━━━ EXCERPTED DATA ━━━

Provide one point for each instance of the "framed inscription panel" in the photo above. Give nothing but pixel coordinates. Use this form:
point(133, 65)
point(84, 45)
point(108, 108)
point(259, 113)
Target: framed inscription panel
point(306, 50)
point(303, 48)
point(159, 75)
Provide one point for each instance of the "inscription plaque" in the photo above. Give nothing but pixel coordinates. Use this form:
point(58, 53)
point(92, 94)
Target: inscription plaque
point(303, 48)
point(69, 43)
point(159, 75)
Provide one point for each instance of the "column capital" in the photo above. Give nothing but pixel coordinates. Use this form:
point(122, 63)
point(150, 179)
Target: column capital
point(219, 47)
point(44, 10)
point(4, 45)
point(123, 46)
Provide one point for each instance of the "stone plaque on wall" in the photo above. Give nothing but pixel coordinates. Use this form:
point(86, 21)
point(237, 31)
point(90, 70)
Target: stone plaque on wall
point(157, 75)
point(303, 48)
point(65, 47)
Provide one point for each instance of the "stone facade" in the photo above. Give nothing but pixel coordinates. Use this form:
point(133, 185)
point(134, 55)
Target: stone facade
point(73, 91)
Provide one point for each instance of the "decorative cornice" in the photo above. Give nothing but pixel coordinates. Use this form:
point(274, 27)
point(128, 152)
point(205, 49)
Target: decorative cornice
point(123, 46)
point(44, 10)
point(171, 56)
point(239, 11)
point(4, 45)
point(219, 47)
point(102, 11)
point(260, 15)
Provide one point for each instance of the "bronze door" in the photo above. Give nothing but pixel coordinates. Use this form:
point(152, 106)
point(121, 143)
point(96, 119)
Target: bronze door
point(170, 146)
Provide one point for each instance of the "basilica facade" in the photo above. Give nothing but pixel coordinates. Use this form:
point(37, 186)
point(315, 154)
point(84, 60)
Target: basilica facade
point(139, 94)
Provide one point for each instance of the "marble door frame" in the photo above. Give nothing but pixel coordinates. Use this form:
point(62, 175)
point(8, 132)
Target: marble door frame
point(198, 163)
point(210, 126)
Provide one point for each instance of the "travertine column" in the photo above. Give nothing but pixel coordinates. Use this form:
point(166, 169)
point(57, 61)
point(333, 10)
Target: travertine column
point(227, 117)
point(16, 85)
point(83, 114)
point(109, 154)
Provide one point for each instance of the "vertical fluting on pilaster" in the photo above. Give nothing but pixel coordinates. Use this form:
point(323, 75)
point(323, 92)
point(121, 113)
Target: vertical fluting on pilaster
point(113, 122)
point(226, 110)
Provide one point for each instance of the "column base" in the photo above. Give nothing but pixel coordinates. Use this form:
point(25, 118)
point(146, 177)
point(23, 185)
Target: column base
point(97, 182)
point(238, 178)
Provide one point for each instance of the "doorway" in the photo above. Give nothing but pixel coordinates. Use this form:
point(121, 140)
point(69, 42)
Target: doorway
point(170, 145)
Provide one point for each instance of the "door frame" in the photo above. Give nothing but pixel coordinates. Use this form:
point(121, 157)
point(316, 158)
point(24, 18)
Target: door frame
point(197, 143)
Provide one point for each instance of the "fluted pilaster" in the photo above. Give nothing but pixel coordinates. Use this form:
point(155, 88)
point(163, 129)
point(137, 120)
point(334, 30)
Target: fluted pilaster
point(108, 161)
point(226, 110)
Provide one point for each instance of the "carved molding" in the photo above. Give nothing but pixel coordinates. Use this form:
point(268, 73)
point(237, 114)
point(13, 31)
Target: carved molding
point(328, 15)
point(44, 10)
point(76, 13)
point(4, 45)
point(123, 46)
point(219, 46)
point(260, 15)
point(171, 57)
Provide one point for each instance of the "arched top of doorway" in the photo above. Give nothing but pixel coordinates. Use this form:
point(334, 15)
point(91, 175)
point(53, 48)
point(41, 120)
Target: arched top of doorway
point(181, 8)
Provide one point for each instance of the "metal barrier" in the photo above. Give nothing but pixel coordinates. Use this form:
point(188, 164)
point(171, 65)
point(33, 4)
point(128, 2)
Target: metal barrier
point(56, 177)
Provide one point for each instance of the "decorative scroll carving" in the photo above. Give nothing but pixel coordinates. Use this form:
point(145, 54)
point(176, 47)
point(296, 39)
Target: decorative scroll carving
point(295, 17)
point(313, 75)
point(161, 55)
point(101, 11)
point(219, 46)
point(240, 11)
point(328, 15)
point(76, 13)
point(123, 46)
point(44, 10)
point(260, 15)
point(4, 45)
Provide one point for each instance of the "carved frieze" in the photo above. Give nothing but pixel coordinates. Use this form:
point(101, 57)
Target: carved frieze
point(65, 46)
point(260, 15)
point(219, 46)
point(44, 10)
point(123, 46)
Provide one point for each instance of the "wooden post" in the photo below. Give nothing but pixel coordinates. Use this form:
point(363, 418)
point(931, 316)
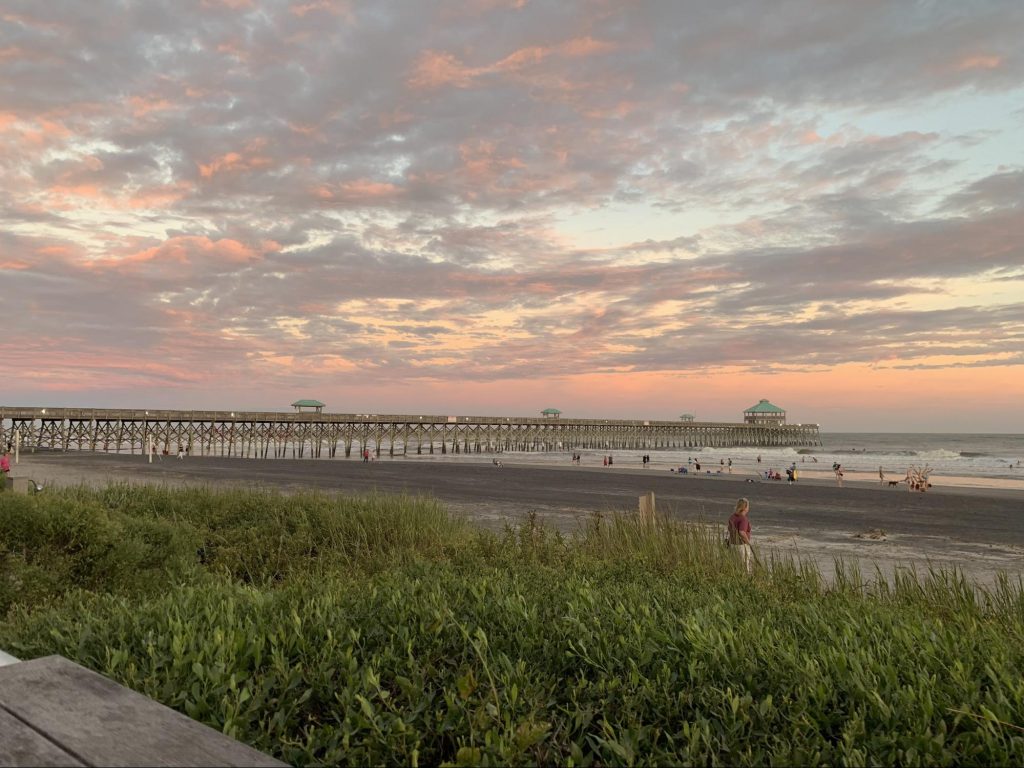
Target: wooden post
point(647, 509)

━━━

[INSTRUCTION]:
Copy each line in full and exactly, omitting any picture.

[SOLUTION TO THE PROBLEM]:
Provide one point for each instance of the "framed inscription panel" in the photo above. Give nothing but pixel coordinates. Use this form:
point(133, 65)
point(84, 45)
point(108, 108)
point(259, 113)
Target: framed inscription panel
point(306, 50)
point(303, 48)
point(159, 75)
Provide one point for each instance of the "inscription plaque" in the photo above. Give nothing but pixel coordinates. Use this form:
point(58, 53)
point(92, 94)
Target: inscription plaque
point(303, 48)
point(69, 43)
point(159, 75)
Provide one point for each instance of the "column capital" in the photo above. Give nothing but pixel coordinates. Use this form:
point(122, 63)
point(150, 179)
Target: column capital
point(219, 47)
point(44, 10)
point(4, 45)
point(123, 46)
Provide one point for each instance of the "stone plaque on wall" in the photo above. Give nothing but pixel coordinates. Use this form:
point(86, 21)
point(237, 31)
point(90, 70)
Target: stone plaque on wall
point(157, 75)
point(303, 48)
point(65, 47)
Provide one point for each instance of the "stone facade" in the photo above. Give nothing but pixel coordinates. Use this form:
point(133, 185)
point(134, 55)
Target: stone facade
point(73, 91)
Provide one point for each instance of the "decorative cornice" in the photo above. Give nothing but pixel coordinates. Use this form:
point(274, 27)
point(128, 152)
point(205, 49)
Target: decorative cornice
point(123, 46)
point(44, 10)
point(171, 56)
point(239, 11)
point(4, 45)
point(219, 47)
point(102, 11)
point(260, 15)
Provide one point for each instance of the "bronze door" in the photo above. Give nothing but pixel coordinates. Use this form:
point(152, 106)
point(121, 143)
point(96, 119)
Target: bronze door
point(170, 146)
Provide one point for each instance of the "basilica facade" in the photo above. Give nothing but pixel coordinates. Use this form:
point(37, 186)
point(315, 154)
point(84, 60)
Target: basilica facade
point(139, 94)
Provide one point for each instance of the "marble door frame" in the photo above. Give nothing but pixel coordinates. Use this form:
point(62, 175)
point(8, 132)
Target: marble door frame
point(198, 163)
point(210, 126)
Provide one point for each instance of the "travertine column" in the photo above. Give nothing but pixel coordinates. Use this form:
point(166, 169)
point(57, 61)
point(333, 10)
Target: travertine column
point(227, 117)
point(16, 85)
point(83, 114)
point(109, 154)
Provide one point for each instance of the "vertical fluting on pilaster" in the photo above. Give nothing but pixel coordinates. Use this form:
point(323, 75)
point(323, 92)
point(121, 113)
Target: vertical fluting on pilaster
point(113, 122)
point(226, 110)
Provide one point for each instance of the "column base" in the photo above. Give nothing but pixel coordinates. Use this form:
point(25, 118)
point(146, 177)
point(23, 185)
Target: column base
point(97, 182)
point(238, 178)
Provide one point for each instance of the "doorway" in the photo above. Give nothing but pixel coordinates. Use this form:
point(121, 140)
point(69, 42)
Target: doorway
point(170, 145)
Provide one point for each instance of the "door frame" in the photo above. Give nothing but pixel coordinates. Use this form:
point(121, 157)
point(316, 158)
point(24, 18)
Target: door frame
point(197, 143)
Provide one point for each instance of the "fluted pilaster" in the photo above. Give nothing but pixel coordinates. Use this form:
point(155, 88)
point(163, 129)
point(137, 120)
point(334, 30)
Target: fluted pilaster
point(108, 161)
point(226, 110)
Provide one point for each instance of the "carved molding" in the photo above. Give nothing but pixel coordinates. Use this form:
point(268, 73)
point(237, 114)
point(13, 31)
Target: carved molding
point(328, 15)
point(44, 10)
point(76, 13)
point(4, 45)
point(123, 46)
point(219, 46)
point(260, 15)
point(171, 57)
Provide one point for each instance of the "arched top of doorway" in the photo above. Give nothing but pixel coordinates. Use this form:
point(334, 15)
point(91, 175)
point(53, 48)
point(41, 120)
Target: arched top of doorway
point(181, 8)
Provide one point for each instance of the "metal barrier" in the photo above. Give nothing but pixel coordinates. Use this form:
point(188, 164)
point(171, 65)
point(33, 4)
point(128, 2)
Target: metal barrier
point(56, 177)
Provide one point for each instance of the "decorative scroll carving" in the photo above. Give nothing but pixel coordinates. Use this form:
point(145, 54)
point(176, 47)
point(296, 39)
Target: decorative scroll carving
point(295, 17)
point(313, 75)
point(161, 55)
point(101, 11)
point(219, 46)
point(240, 11)
point(328, 15)
point(76, 13)
point(123, 46)
point(44, 10)
point(260, 15)
point(4, 45)
Provide one point for each instance of the "carved frieze" in the photo above. Give nothing but pixel coordinates. Use this form:
point(101, 57)
Target: carved frieze
point(65, 46)
point(260, 15)
point(219, 46)
point(44, 10)
point(123, 46)
Provide one point for each instance of the "wooden post" in the photo below. Give nothing but pixel coordinates. Use this form:
point(363, 418)
point(931, 316)
Target: wooden post
point(647, 509)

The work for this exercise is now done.